-------- Eingabe zur Aufgabe --------

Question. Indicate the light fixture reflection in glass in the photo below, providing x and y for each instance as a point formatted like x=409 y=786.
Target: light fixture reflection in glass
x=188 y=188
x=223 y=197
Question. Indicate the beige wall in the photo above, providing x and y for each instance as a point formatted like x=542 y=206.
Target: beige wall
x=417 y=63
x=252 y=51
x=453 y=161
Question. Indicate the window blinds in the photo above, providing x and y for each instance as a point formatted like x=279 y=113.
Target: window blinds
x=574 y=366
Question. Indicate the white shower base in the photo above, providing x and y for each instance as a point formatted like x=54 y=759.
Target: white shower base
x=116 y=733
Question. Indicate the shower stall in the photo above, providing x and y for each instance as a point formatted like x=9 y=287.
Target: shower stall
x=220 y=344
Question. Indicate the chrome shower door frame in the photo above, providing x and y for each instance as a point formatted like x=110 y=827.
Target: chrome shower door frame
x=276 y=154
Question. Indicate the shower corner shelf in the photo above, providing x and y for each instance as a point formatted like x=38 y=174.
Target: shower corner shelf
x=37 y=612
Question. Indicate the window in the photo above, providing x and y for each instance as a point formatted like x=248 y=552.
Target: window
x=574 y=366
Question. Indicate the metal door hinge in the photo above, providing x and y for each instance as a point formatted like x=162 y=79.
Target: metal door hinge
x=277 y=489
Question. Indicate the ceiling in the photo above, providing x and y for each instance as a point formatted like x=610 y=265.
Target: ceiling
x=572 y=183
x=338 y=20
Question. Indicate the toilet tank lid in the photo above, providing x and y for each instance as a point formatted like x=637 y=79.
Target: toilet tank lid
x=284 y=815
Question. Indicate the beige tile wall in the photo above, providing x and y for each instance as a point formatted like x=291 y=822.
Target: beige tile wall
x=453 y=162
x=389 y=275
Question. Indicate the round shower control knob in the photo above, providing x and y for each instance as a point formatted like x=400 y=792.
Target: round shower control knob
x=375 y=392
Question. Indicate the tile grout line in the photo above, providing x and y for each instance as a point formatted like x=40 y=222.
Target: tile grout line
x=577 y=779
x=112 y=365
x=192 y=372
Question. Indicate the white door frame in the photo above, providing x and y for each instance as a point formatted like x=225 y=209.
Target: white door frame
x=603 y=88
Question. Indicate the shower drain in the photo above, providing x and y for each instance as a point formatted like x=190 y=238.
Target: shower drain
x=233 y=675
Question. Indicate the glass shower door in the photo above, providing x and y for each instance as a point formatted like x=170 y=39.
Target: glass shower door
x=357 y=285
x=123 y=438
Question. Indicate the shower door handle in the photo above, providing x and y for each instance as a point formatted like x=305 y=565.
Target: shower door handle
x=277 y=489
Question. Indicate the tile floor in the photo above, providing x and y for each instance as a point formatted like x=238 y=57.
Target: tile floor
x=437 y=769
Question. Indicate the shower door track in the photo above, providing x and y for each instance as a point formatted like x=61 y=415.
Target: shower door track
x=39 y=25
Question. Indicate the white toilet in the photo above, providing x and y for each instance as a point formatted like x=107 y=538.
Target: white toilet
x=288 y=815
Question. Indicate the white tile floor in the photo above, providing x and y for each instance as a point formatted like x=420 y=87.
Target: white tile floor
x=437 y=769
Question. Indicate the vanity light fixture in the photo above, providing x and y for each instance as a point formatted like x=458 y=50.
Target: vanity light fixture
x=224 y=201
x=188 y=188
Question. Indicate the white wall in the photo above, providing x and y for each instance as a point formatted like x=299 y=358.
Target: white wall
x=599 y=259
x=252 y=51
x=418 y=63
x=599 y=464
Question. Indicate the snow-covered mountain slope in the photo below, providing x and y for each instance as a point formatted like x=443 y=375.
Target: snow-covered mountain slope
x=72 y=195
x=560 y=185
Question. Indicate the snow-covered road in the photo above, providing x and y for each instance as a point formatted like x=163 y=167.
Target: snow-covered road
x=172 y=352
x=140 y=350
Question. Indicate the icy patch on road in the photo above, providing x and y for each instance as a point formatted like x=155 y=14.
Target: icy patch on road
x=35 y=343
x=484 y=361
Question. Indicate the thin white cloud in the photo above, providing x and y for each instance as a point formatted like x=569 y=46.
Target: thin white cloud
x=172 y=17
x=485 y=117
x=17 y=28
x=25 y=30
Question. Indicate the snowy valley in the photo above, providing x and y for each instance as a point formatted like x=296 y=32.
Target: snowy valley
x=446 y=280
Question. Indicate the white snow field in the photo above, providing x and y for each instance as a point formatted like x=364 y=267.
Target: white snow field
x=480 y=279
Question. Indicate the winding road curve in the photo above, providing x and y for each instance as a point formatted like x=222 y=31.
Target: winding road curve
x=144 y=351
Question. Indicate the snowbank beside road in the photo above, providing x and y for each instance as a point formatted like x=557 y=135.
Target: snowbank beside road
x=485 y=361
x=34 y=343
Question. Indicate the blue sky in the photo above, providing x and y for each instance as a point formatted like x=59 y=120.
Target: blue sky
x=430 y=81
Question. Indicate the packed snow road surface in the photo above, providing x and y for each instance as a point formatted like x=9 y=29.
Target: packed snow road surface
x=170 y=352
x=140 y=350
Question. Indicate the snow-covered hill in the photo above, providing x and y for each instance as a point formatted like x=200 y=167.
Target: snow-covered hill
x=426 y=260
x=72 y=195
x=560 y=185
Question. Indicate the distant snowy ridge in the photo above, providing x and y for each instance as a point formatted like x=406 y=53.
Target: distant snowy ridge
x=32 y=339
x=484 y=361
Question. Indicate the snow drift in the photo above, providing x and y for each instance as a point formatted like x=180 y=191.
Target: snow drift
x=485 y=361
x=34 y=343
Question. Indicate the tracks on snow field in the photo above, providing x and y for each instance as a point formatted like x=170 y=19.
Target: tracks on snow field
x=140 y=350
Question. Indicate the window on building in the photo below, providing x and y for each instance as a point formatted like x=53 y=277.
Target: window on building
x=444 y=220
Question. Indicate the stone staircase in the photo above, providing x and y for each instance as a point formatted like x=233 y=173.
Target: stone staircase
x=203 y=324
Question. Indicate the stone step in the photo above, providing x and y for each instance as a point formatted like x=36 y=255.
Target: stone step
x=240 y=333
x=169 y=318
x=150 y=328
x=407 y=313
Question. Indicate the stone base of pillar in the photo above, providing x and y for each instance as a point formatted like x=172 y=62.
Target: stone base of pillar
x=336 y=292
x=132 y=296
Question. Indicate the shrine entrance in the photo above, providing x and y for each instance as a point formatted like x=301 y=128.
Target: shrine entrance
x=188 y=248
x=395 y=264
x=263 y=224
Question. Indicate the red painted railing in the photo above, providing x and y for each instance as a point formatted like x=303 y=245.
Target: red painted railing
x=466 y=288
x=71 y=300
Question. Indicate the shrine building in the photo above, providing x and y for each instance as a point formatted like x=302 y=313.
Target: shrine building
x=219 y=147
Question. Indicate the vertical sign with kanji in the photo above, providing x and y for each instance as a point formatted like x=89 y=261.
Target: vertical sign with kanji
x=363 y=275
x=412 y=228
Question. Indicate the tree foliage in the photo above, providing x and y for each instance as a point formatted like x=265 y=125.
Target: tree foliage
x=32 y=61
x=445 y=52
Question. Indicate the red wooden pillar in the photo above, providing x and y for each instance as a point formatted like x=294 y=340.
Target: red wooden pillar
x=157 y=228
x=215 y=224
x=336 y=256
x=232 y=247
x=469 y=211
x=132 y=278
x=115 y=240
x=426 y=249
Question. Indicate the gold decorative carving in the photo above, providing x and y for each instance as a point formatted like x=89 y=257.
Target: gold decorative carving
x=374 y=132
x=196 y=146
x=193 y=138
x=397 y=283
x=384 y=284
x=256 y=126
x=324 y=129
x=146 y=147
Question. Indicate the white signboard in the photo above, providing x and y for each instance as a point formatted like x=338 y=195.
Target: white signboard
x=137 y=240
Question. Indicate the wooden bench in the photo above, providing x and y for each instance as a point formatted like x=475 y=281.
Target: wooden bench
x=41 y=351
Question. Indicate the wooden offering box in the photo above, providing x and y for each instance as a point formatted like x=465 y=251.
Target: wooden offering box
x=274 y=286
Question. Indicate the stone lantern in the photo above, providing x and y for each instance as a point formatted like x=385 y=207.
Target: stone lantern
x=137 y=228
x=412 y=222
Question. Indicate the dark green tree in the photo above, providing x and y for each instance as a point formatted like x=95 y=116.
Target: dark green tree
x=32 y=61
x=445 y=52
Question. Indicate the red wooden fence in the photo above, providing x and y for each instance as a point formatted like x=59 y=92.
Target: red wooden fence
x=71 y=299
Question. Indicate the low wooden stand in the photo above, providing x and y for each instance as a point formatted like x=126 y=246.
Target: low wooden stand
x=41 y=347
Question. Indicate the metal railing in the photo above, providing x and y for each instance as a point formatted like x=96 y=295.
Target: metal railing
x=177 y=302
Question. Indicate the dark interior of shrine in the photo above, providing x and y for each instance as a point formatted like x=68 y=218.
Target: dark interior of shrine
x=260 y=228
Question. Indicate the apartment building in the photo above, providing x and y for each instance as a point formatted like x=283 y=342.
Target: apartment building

--------

◆ Zu erledigen: Gib die Zeilen oben von der Zeile mit „Question. Indicate the toilet“ bis einschließlich der Zeile mit „x=389 y=275“ unverändert wieder.

◆ Ergebnis der Übung:
Question. Indicate the toilet tank lid in the photo above, providing x and y for each instance as a point formatted like x=637 y=79.
Target: toilet tank lid
x=284 y=815
Question. Indicate the beige tile wall in the photo above, providing x and y for each instance as a point formatted like x=291 y=822.
Target: beige tile wall
x=453 y=162
x=389 y=275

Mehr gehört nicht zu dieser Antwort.